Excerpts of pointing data
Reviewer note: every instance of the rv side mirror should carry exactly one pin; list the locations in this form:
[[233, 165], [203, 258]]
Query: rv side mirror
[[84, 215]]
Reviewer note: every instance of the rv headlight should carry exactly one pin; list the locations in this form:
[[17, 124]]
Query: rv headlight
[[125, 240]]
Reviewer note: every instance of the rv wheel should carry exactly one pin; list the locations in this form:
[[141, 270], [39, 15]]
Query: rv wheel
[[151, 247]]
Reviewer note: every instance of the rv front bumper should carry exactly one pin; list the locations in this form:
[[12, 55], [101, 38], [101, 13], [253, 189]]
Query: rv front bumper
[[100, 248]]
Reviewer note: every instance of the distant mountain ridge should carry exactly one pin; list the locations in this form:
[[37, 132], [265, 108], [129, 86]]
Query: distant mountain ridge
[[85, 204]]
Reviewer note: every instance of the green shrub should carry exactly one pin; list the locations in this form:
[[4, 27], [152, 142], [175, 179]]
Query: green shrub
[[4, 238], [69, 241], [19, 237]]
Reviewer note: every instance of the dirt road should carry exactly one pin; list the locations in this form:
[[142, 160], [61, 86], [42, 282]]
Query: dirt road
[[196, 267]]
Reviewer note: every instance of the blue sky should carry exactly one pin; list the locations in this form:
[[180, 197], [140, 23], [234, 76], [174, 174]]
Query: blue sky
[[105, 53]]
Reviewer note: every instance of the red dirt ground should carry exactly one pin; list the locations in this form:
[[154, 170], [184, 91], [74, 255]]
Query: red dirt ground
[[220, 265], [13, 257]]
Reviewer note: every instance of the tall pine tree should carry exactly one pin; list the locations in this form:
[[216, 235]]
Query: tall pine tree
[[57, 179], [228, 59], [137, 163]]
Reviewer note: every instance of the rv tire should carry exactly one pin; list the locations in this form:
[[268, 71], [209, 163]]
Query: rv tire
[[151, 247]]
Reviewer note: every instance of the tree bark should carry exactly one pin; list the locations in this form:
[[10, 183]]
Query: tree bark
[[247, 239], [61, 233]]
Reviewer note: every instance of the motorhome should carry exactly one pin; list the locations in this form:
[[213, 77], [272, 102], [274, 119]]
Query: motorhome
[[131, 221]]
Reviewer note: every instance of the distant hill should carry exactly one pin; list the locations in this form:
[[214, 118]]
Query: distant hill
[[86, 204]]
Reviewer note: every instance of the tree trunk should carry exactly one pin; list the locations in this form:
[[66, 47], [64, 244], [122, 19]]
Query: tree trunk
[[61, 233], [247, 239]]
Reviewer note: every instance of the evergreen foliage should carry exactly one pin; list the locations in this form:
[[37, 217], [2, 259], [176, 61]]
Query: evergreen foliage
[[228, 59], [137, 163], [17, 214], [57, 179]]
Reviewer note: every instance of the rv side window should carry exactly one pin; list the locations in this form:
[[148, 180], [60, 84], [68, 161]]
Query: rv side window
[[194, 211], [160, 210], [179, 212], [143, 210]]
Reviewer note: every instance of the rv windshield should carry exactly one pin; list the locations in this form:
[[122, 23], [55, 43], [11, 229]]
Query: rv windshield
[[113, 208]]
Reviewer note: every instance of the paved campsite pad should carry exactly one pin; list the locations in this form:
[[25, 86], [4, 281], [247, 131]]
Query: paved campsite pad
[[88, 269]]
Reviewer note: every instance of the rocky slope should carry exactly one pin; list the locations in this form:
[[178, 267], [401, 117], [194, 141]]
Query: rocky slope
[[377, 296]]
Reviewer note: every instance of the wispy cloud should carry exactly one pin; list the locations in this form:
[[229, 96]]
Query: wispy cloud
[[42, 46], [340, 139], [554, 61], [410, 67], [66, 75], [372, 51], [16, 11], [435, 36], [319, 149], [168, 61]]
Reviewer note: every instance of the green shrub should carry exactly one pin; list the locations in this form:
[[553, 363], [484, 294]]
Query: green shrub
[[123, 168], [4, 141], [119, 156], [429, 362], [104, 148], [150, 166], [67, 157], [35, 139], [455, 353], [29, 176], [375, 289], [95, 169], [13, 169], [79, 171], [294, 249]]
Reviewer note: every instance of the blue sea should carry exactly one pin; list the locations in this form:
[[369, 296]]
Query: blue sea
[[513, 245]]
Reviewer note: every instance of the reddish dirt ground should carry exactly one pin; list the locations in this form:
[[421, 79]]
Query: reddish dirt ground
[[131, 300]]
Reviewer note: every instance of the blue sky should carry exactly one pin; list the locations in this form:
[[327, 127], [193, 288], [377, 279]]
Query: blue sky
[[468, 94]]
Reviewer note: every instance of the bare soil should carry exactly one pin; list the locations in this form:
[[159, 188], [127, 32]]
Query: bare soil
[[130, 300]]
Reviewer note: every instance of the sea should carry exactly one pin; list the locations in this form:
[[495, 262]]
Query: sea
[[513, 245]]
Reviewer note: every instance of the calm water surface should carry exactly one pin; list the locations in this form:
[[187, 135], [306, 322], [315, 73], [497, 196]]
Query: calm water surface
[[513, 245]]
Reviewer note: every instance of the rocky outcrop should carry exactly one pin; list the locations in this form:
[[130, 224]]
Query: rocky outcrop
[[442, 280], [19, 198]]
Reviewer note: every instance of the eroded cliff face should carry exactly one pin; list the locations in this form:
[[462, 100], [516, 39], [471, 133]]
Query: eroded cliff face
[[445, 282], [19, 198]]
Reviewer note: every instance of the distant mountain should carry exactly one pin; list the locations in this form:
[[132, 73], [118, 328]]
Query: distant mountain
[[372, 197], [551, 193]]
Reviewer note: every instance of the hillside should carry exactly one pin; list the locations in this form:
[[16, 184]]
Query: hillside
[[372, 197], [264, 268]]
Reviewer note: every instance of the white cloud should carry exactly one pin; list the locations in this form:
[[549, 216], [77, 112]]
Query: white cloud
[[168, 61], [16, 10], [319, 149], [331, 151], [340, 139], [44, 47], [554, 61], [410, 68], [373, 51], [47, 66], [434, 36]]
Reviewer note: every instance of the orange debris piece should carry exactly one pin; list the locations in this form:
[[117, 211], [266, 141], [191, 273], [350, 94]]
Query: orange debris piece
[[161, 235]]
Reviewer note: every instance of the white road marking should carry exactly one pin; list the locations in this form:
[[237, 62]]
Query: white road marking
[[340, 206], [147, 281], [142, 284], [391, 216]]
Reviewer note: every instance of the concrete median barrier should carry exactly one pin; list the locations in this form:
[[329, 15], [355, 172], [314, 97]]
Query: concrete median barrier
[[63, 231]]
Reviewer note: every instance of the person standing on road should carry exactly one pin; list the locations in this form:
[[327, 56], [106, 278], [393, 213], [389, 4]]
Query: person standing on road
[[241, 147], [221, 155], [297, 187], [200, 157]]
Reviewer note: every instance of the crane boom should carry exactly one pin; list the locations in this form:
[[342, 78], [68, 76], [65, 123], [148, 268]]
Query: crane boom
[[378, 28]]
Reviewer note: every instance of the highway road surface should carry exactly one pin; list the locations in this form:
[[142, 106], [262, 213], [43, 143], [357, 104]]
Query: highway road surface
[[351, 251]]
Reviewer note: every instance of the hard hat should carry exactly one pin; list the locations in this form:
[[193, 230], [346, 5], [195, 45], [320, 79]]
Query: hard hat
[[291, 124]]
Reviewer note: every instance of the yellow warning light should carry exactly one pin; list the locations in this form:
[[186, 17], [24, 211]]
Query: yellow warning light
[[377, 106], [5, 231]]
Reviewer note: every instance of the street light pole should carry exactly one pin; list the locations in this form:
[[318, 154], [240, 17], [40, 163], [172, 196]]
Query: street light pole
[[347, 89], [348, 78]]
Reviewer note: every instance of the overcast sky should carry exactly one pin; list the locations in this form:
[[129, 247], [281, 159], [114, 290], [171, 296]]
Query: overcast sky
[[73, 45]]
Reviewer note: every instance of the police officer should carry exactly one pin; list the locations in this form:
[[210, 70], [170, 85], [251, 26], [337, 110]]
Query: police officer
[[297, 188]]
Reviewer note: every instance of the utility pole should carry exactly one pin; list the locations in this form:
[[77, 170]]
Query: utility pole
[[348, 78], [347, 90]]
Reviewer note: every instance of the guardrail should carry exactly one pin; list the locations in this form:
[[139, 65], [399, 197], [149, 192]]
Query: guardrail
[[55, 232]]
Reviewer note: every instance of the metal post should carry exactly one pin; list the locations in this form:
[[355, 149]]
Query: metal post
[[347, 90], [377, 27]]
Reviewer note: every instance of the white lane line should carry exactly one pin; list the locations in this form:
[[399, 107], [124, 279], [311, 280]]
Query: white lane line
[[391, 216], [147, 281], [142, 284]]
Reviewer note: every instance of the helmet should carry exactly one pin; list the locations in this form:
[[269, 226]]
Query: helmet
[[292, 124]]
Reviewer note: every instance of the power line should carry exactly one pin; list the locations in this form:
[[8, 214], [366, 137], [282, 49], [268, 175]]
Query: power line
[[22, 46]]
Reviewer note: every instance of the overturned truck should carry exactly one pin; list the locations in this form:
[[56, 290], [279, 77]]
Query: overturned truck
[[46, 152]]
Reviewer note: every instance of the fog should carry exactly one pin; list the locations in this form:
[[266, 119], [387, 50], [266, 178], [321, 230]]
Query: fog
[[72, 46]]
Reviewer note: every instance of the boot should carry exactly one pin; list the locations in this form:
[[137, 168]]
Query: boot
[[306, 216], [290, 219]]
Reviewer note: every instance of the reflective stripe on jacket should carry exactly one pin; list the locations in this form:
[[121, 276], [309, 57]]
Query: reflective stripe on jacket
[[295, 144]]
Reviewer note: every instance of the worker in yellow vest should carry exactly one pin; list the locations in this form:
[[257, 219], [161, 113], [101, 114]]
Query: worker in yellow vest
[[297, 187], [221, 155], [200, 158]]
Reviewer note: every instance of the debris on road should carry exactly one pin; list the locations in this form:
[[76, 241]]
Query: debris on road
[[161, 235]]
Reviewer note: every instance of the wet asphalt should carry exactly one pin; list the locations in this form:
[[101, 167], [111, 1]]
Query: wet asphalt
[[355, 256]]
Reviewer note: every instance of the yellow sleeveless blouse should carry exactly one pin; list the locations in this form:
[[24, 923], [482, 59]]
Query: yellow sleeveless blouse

[Task prompt] Lay out the lines of the listing as a numbered list, beginning at the line that has "Reviewer note: every instance of the evergreen" and stopping after the line that has "[[194, 211], [160, 210], [179, 212], [143, 210]]". Leave out any blank lines.

[Solution below]
1. Reviewer note: every instance of the evergreen foliage should carry exactly one pin; list the locations in this form:
2. [[37, 217], [2, 259], [176, 61]]
3. Query: evergreen foliage
4. [[228, 59], [137, 163], [17, 214], [57, 179]]
5. Reviewer note: every instance of the rv side window should carry exactly one pin; list the locations in this form:
6. [[148, 180], [60, 84], [68, 161]]
7. Query: rv side window
8. [[194, 211], [160, 210], [179, 212], [143, 210]]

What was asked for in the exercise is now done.